Qué harás -> Selecciona y copia cada línea de las filas que contenga la palabra "front". Distingue entre mayúsculas y minúsculas.
:: Filas del conjunto ::
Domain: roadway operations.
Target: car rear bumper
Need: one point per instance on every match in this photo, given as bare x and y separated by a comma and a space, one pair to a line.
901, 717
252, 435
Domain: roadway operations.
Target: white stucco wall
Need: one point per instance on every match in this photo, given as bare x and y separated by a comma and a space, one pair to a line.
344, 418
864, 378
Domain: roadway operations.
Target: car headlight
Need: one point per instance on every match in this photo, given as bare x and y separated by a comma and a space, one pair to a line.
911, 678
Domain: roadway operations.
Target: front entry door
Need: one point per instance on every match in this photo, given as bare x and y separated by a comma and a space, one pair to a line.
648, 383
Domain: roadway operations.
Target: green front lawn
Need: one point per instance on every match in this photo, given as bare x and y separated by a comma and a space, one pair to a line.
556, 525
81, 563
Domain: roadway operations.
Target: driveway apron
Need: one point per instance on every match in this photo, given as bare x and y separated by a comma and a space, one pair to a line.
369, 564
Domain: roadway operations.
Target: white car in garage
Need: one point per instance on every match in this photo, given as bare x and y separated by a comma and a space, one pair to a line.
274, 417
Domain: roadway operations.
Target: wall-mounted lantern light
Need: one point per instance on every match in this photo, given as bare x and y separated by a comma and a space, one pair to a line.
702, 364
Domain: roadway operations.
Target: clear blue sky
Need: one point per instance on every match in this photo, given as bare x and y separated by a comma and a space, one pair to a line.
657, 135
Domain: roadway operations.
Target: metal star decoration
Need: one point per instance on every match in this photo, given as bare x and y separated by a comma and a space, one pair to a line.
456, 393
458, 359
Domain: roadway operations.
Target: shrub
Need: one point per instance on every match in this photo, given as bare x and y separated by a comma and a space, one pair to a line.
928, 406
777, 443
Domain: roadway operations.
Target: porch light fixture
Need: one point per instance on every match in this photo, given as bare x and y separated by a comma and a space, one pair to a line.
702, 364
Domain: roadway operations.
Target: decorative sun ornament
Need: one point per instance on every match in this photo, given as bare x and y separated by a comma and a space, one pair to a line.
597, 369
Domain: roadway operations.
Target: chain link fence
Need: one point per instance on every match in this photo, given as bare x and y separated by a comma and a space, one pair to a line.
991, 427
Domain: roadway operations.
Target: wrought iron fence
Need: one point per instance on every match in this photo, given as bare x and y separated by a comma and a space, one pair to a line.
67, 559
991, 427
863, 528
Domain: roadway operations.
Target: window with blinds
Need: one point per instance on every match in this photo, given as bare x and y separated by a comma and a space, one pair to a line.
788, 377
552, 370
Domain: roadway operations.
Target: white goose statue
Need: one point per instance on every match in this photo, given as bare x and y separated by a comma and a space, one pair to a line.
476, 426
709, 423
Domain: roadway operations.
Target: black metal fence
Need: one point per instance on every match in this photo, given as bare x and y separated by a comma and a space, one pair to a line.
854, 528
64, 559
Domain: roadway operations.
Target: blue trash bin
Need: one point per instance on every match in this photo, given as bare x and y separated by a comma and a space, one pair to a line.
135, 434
:::
Respuesta ->
Target: front entry door
Target: green front lawn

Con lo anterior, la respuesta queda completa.